[REQUIREMENTS] Reproduce the entries below word for word, all of them, with the pictures omitted.
** start of RECORDS SHOWN **
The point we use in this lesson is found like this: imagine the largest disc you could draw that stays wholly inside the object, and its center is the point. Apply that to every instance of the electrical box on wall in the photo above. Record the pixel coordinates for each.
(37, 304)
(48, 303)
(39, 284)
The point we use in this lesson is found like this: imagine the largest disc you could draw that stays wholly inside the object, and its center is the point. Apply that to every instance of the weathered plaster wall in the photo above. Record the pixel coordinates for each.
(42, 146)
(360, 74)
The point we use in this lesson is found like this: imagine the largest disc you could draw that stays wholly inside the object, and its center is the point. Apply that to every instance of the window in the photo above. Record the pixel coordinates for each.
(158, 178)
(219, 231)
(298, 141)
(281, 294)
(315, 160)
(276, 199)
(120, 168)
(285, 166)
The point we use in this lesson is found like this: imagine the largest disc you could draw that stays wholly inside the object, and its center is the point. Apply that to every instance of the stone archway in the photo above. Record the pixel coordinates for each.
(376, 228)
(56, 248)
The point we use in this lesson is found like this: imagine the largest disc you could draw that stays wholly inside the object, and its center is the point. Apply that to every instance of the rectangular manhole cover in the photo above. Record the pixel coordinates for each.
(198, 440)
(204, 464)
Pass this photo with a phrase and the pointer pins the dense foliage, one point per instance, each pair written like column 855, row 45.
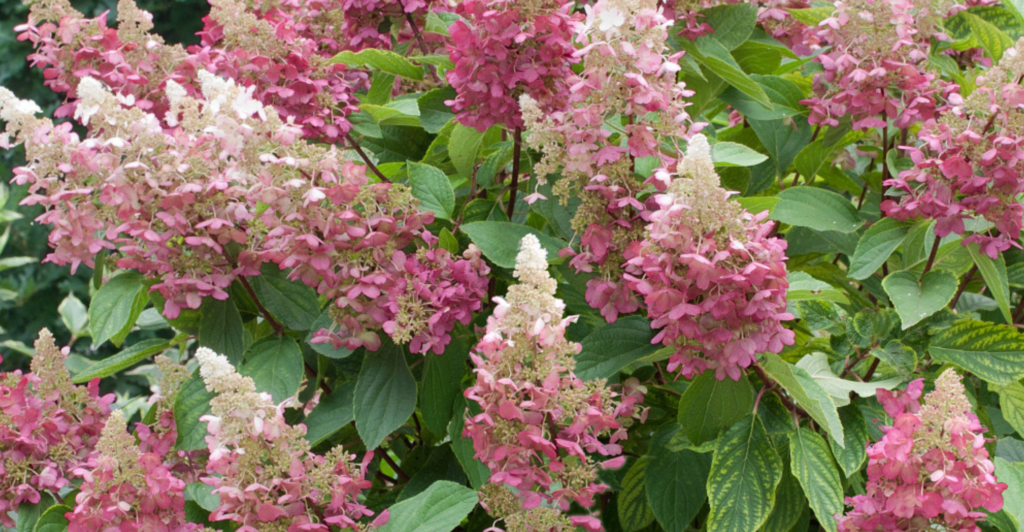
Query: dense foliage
column 513, row 265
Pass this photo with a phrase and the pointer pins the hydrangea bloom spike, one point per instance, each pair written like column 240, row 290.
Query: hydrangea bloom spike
column 712, row 277
column 931, row 469
column 540, row 424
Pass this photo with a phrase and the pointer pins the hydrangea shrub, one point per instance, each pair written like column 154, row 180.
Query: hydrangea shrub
column 525, row 266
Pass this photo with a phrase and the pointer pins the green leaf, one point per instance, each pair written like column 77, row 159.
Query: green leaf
column 817, row 209
column 783, row 143
column 813, row 15
column 609, row 349
column 1012, row 404
column 852, row 456
column 74, row 315
column 476, row 472
column 994, row 273
column 816, row 365
column 709, row 405
column 500, row 240
column 439, row 508
column 53, row 519
column 432, row 188
column 464, row 145
column 732, row 24
column 293, row 304
column 441, row 385
column 123, row 360
column 992, row 40
column 192, row 403
column 743, row 476
column 115, row 308
column 731, row 153
column 875, row 247
column 716, row 57
column 434, row 114
column 203, row 494
column 791, row 504
column 1012, row 474
column 804, row 286
column 275, row 365
column 992, row 352
column 331, row 414
column 28, row 515
column 220, row 328
column 915, row 300
column 383, row 60
column 813, row 467
column 807, row 393
column 385, row 394
column 676, row 487
column 326, row 348
column 634, row 512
** end of RECORDS SHOWN **
[THE REPLY]
The point we use in this lesson is found like this: imagine the largest disc you could draw that stays wholly inside the object, and its center is the point. Apply that to every instance of the electrical box on wall in the photo above. Record the pixel coordinates for each.
(37, 304)
(48, 303)
(39, 284)
The point we use in this lesson is found like this: imagine the largest disc you could draw that stays wholly inside the object, and its center is the point. Apply that to every instance of the weathered plaster wall in the photo above. Record the pixel coordinates for each.
(42, 146)
(360, 74)
The point we use in this lesson is found like this: imagine the largest disc you could draw that stays wholly inside the object, and its center is the point. Apply that to every instance of the window in the photo above. Record the pixel coordinates for each.
(158, 178)
(219, 231)
(298, 141)
(281, 294)
(315, 160)
(276, 199)
(120, 168)
(285, 166)
The point we use in this lesson is found like this: imagine the largest disc you could draw that stays wholly inside the object, and its center is the point. Apply that to every instance of the stone archway in the photo above. Record the pixel coordinates for each.
(376, 228)
(56, 248)
The point we use in this lesson is found like this: imagine the largest disc you could draw that stays wholly inside the object, and its center is the point. Apply that to every instance of the rectangular manhole cover in the photo above. Record the pixel coordinates for each.
(198, 440)
(204, 464)
Pass this photo with a phrase and the pointer pins the dense foliage, one point per instance, each pair written like column 855, row 45.
Query: dense foliage
column 513, row 265
Pass this photo with a phrase and the pointer pins the hydrangea bloom spike, one point per instance, each pair written like column 240, row 290.
Query: hydrangea bloom spike
column 712, row 277
column 931, row 469
column 540, row 424
Pass this photo with a phrase and the pointer pins the hydrangea shrub, one point per instance, each pair written like column 154, row 180.
Query: hydrangea shrub
column 525, row 266
Pass this photo with a phrase and the pointer pins the green leaf, one point per instance, each pair written like column 77, row 159.
Query: green leaf
column 817, row 209
column 783, row 143
column 813, row 15
column 609, row 349
column 1012, row 404
column 852, row 456
column 74, row 315
column 476, row 472
column 994, row 273
column 816, row 365
column 709, row 405
column 500, row 240
column 439, row 508
column 53, row 519
column 432, row 188
column 464, row 145
column 732, row 24
column 293, row 304
column 441, row 385
column 123, row 360
column 992, row 40
column 192, row 403
column 743, row 476
column 115, row 308
column 731, row 153
column 875, row 247
column 716, row 57
column 434, row 114
column 203, row 494
column 791, row 504
column 1012, row 474
column 804, row 286
column 275, row 365
column 992, row 352
column 331, row 414
column 28, row 515
column 220, row 328
column 915, row 300
column 383, row 60
column 813, row 467
column 807, row 393
column 385, row 394
column 676, row 487
column 326, row 348
column 634, row 512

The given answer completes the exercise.